=== Exercise directions ===
Copy out every line of the rows below that contains the string "target".

=== Records supplied ===
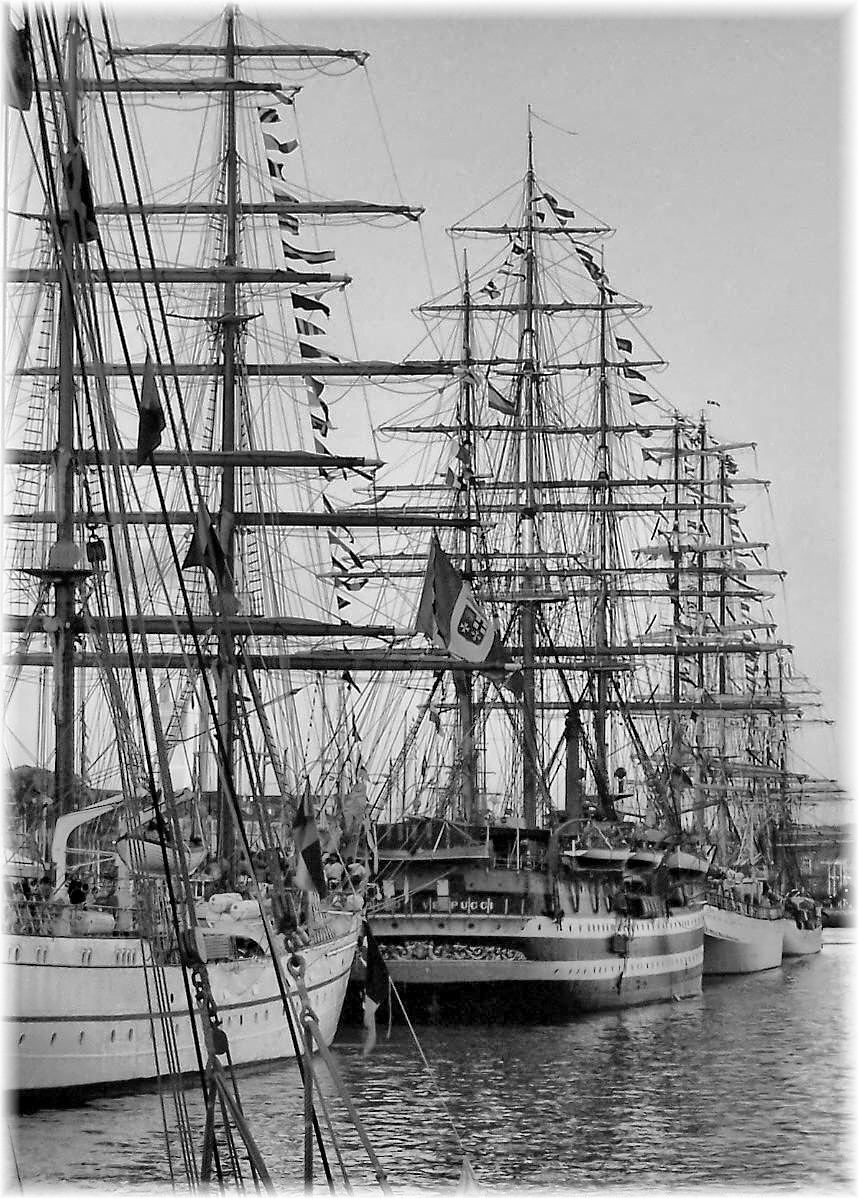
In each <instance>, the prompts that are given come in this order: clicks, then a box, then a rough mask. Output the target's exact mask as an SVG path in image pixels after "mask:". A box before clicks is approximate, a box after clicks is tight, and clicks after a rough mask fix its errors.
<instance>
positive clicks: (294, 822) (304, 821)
mask: <svg viewBox="0 0 858 1198" xmlns="http://www.w3.org/2000/svg"><path fill="white" fill-rule="evenodd" d="M292 840H294V841H295V859H296V863H295V885H296V887H297V888H298V890H306V891H307V893H312V891H313V890H315V893H316V894H318V895H319V897H320V899H324V897H325V896H326V895H327V885H326V884H325V870H324V867H322V861H321V845H320V842H319V829H318V828H316V822H315V819H314V817H313V800H312V798H310V787H309V782H308V783H307V788H306V789H304V797H303V799H302V800H301V803H300V804H298V809H297V811H296V812H295V819H294V821H292Z"/></svg>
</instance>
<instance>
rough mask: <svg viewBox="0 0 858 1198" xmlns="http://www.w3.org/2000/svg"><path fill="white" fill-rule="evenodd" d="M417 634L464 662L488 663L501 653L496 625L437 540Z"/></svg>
mask: <svg viewBox="0 0 858 1198" xmlns="http://www.w3.org/2000/svg"><path fill="white" fill-rule="evenodd" d="M415 631H417V633H425V635H427V636H428V637H429V639H430V640H433V641H434V642H435V643H436V645H439V643H440V645H442V646H443V647H445V648H446V649H447V651H448V652H449V653H451V654H452V655H453V657H457V658H461V659H463V660H464V661H473V662H479V661H488V660H489V658H491V657H494V658H499V657H500V654H501V652H502V649H501V645H500V636H499V634H497V629H496V628H495V623H494V621H493V619H490V618H489V617H488V616H487V615H485V613H484V612H483V610H482V609H481V607H479V606H478V605H477V603H476V600H475V598H473V591H472V588H471V585H470V582H465V580H464V579H463V576H461V575H460V574H459V571H458V570H457V569H455V567H454V565H453V563H452V562H451V559H449V558H448V557H447V555H446V553H445V551H443V550H442V549H441V544H440V541H439V539H437V537H434V538H433V543H431V547H430V550H429V561H428V562H427V570H425V577H424V580H423V593H422V594H421V601H419V607H418V611H417V621H416V624H415Z"/></svg>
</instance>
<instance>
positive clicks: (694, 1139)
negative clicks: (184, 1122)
mask: <svg viewBox="0 0 858 1198" xmlns="http://www.w3.org/2000/svg"><path fill="white" fill-rule="evenodd" d="M852 955H853V949H852V948H851V946H850V945H827V946H826V949H824V950H823V952H822V954H821V955H820V956H816V957H812V958H804V960H802V958H799V960H796V961H790V962H787V964H785V966H784V967H781V968H780V969H775V970H771V972H768V973H766V974H757V975H754V976H748V978H736V979H725V980H721V981H718V982H714V984H708V985H707V987H706V991H705V993H703V996H702V997H701V998H700V999H691V1000H687V1002H683V1003H675V1004H664V1005H660V1006H651V1008H642V1009H639V1010H629V1011H621V1012H616V1014H606V1015H592V1016H586V1017H584V1018H580V1019H579V1021H576V1022H574V1023H570V1024H567V1025H564V1027H557V1025H551V1027H526V1028H520V1029H515V1028H510V1027H506V1028H502V1029H501V1028H497V1029H496V1028H478V1027H473V1025H469V1027H445V1028H439V1027H431V1028H422V1029H419V1036H421V1043H422V1047H423V1051H424V1053H425V1055H427V1057H428V1059H429V1061H430V1063H431V1066H433V1072H431V1076H429V1075H428V1073H427V1071H425V1069H424V1067H423V1065H422V1064H421V1061H419V1059H418V1055H417V1053H416V1049H415V1047H413V1042H412V1040H411V1037H410V1035H409V1033H407V1030H406V1029H405V1028H401V1027H394V1028H393V1030H392V1034H391V1039H389V1040H386V1039H385V1029H380V1031H379V1042H377V1047H376V1049H375V1052H374V1053H373V1054H371V1055H370V1057H369V1058H364V1057H363V1055H362V1051H361V1033H359V1030H357V1029H346V1030H345V1031H344V1033H343V1034H342V1035H340V1037H339V1040H338V1043H337V1049H336V1055H337V1060H338V1063H339V1066H340V1069H342V1072H343V1076H344V1078H345V1082H346V1084H348V1088H349V1090H350V1093H351V1095H352V1097H354V1099H355V1101H356V1103H357V1105H358V1108H359V1111H361V1113H362V1114H363V1117H364V1120H365V1123H367V1125H368V1127H369V1130H370V1136H371V1140H373V1144H374V1148H375V1150H376V1151H377V1154H379V1156H380V1157H381V1158H382V1162H383V1163H385V1167H386V1168H387V1169H388V1172H389V1176H391V1181H392V1184H394V1185H397V1184H399V1185H405V1184H407V1185H410V1186H417V1187H427V1188H429V1187H439V1186H452V1185H454V1182H455V1180H457V1178H458V1175H459V1169H460V1162H461V1155H463V1150H464V1151H465V1152H466V1154H467V1156H469V1157H470V1160H471V1163H472V1166H473V1169H475V1172H476V1174H477V1176H478V1179H479V1181H481V1182H484V1184H487V1185H502V1186H504V1187H507V1186H524V1187H526V1186H543V1187H545V1186H555V1187H557V1186H561V1187H570V1186H592V1185H628V1184H630V1182H634V1184H635V1185H636V1186H646V1185H711V1184H713V1182H715V1184H719V1185H741V1186H742V1187H743V1188H748V1187H755V1186H766V1185H774V1186H778V1187H791V1186H793V1187H794V1186H798V1187H805V1186H812V1187H814V1188H822V1187H826V1188H829V1190H830V1188H832V1187H839V1186H842V1187H847V1186H851V1184H853V1181H854V1172H853V1166H852V1160H851V1157H850V1155H848V1154H850V1131H851V1127H850V1101H851V1090H852V1076H851V1070H850V1063H848V1055H847V1053H846V1052H845V1051H844V1047H845V1045H846V1043H847V1040H848V1035H847V1029H848V1016H847V1010H848V1008H847V1000H848V998H850V993H851V992H850V984H851V973H852V970H851V963H852ZM320 1077H321V1088H322V1093H324V1095H325V1097H326V1101H327V1103H328V1106H330V1112H331V1118H332V1121H333V1126H334V1130H336V1133H337V1136H338V1139H339V1142H340V1152H342V1155H343V1157H344V1160H345V1161H346V1163H348V1167H349V1169H350V1175H351V1180H352V1184H355V1185H370V1184H371V1182H373V1170H371V1167H370V1166H369V1162H368V1161H367V1158H365V1155H364V1152H363V1150H362V1148H361V1145H359V1142H358V1139H357V1137H356V1135H355V1132H354V1130H352V1129H351V1126H350V1124H349V1123H348V1120H346V1118H345V1114H344V1111H343V1107H342V1103H340V1102H339V1101H338V1100H337V1097H336V1095H334V1091H333V1087H332V1084H331V1082H330V1079H327V1077H326V1075H324V1072H322V1071H320ZM241 1096H242V1102H243V1106H244V1111H246V1112H247V1114H248V1117H249V1119H250V1124H252V1127H253V1132H254V1136H255V1137H256V1140H258V1143H259V1145H260V1149H261V1151H262V1155H264V1157H265V1160H266V1163H267V1164H268V1167H270V1169H271V1172H272V1174H273V1175H274V1179H276V1181H277V1182H278V1184H280V1185H284V1186H298V1185H300V1184H301V1160H302V1155H301V1154H302V1136H303V1124H302V1097H301V1093H300V1088H298V1083H297V1071H296V1069H295V1066H294V1065H290V1064H280V1065H277V1066H274V1067H271V1069H268V1070H266V1071H262V1072H258V1073H255V1075H246V1076H244V1077H243V1078H242V1079H241ZM185 1099H186V1102H187V1105H188V1109H189V1113H191V1118H192V1121H193V1125H194V1127H195V1129H197V1130H198V1136H199V1135H200V1131H199V1130H200V1129H201V1107H200V1102H199V1097H198V1095H197V1091H187V1093H186V1095H185ZM164 1103H165V1112H167V1119H168V1123H170V1125H173V1124H174V1121H175V1120H174V1117H173V1099H171V1096H170V1095H169V1094H167V1095H165V1096H164ZM454 1126H455V1129H458V1131H459V1136H460V1137H461V1143H459V1139H458V1138H457V1133H455V1131H454ZM12 1135H13V1140H14V1146H16V1154H17V1158H18V1164H19V1168H20V1172H22V1176H23V1179H24V1182H25V1184H37V1182H56V1181H66V1182H71V1184H74V1185H78V1186H81V1185H98V1186H105V1185H111V1186H113V1185H115V1186H121V1187H123V1188H129V1187H134V1185H137V1184H140V1185H143V1184H147V1185H151V1184H152V1182H157V1181H161V1182H164V1184H169V1182H170V1180H171V1178H170V1164H169V1158H168V1154H167V1152H165V1150H164V1139H163V1123H162V1107H161V1100H159V1097H158V1095H157V1094H137V1095H125V1096H121V1097H114V1099H99V1100H96V1101H91V1102H89V1103H85V1105H83V1106H80V1107H78V1108H77V1109H73V1111H68V1109H61V1111H50V1109H43V1111H41V1112H37V1113H34V1114H30V1115H24V1117H19V1118H17V1119H13V1120H12ZM173 1155H174V1158H175V1161H176V1162H179V1161H180V1160H181V1156H180V1154H179V1146H177V1142H176V1140H175V1137H174V1139H173ZM176 1168H179V1166H177V1164H176ZM179 1180H181V1176H180V1178H179Z"/></svg>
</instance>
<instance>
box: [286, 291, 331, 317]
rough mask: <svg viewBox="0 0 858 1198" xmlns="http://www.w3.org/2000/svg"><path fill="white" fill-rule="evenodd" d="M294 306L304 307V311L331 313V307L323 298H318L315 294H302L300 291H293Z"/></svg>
mask: <svg viewBox="0 0 858 1198" xmlns="http://www.w3.org/2000/svg"><path fill="white" fill-rule="evenodd" d="M292 308H303V310H304V311H324V313H325V315H326V316H330V315H331V309H330V308H328V305H327V304H326V303H322V302H321V299H316V298H315V297H314V296H302V295H301V294H300V292H298V291H292Z"/></svg>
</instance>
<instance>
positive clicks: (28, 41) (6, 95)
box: [6, 20, 34, 113]
mask: <svg viewBox="0 0 858 1198" xmlns="http://www.w3.org/2000/svg"><path fill="white" fill-rule="evenodd" d="M32 86H34V83H32V65H31V62H30V38H29V37H28V32H26V29H16V28H14V25H13V24H12V22H11V20H7V22H6V103H7V104H8V105H10V107H11V108H17V109H18V111H19V113H28V111H29V110H30V105H31V104H32Z"/></svg>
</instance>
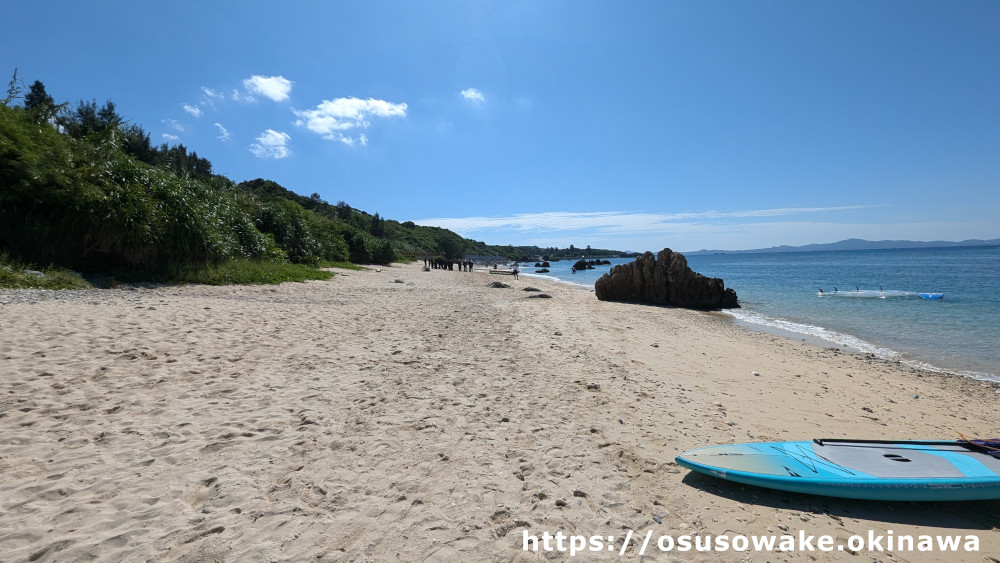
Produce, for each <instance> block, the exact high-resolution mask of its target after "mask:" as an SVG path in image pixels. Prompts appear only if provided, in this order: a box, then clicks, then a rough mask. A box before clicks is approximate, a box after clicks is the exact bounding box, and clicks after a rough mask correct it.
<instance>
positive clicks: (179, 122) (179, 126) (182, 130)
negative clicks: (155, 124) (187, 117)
mask: <svg viewBox="0 0 1000 563" xmlns="http://www.w3.org/2000/svg"><path fill="white" fill-rule="evenodd" d="M163 124H164V125H166V126H167V128H168V129H170V130H171V131H177V132H178V133H181V132H183V131H184V126H183V125H181V122H180V121H177V120H176V119H164V120H163Z"/></svg>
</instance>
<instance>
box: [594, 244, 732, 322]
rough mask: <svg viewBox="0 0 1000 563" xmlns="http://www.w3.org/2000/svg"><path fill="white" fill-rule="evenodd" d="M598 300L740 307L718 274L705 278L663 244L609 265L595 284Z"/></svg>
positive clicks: (694, 306) (673, 252)
mask: <svg viewBox="0 0 1000 563" xmlns="http://www.w3.org/2000/svg"><path fill="white" fill-rule="evenodd" d="M594 293H596V294H597V298H598V299H600V300H601V301H627V302H634V303H647V304H650V305H672V306H675V307H686V308H689V309H702V310H711V309H735V308H739V306H740V305H739V303H738V301H737V297H736V292H735V291H733V290H732V289H726V285H725V282H723V281H722V280H721V279H719V278H708V277H705V276H703V275H701V274H699V273H697V272H694V271H692V270H691V268H689V267H688V265H687V259H686V258H684V255H683V254H681V253H679V252H674V251H672V250H670V249H669V248H664V249H663V250H661V251H660V253H659V254H657V255H656V256H655V257H654V256H653V253H652V252H646V253H645V254H643V255H641V256H639V257H637V258H636V259H635V261H634V262H629V263H628V264H622V265H620V266H615V267H614V268H611V271H610V272H608V273H607V274H604V275H603V276H601V278H600V279H598V280H597V283H596V284H594Z"/></svg>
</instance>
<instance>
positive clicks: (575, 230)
mask: <svg viewBox="0 0 1000 563" xmlns="http://www.w3.org/2000/svg"><path fill="white" fill-rule="evenodd" d="M865 207H868V206H862V205H850V206H839V207H790V208H781V209H753V210H742V211H725V212H723V211H703V212H690V213H629V212H621V211H607V212H592V213H569V212H549V213H525V214H519V215H512V216H509V217H463V218H432V219H422V220H419V221H416V223H418V224H420V225H428V226H435V227H443V228H446V229H450V230H453V231H455V232H457V233H460V234H463V235H464V234H469V233H476V232H479V231H494V230H508V231H548V232H551V231H593V232H594V233H595V234H601V235H611V236H623V235H631V234H650V233H658V232H662V231H663V230H664V229H665V228H668V227H670V226H678V225H681V224H688V225H689V224H691V223H692V222H693V223H705V222H712V223H719V222H724V220H726V219H747V218H760V217H783V216H788V215H802V214H807V213H827V212H837V211H848V210H857V209H864V208H865Z"/></svg>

=== Exercise result ===
In each <instance>, the prompts that are given come in this order: clicks, then a box, then a rough mask. Output the target's exact mask as an SVG path in image pixels after "mask:". A box before clicks is approximate, a box after clicks is tight, and clicks after a rough mask fix its errors.
Produce, for each <instance> block, the exact high-resolution mask of its target after "mask:" as an SVG path in image pixels. Prompts appear only if provided, in this order: a box, then clicks, then a rough mask. A box before clicks is approximate, a box after clicks is the exact bounding box, and clicks after a rough mask correct it.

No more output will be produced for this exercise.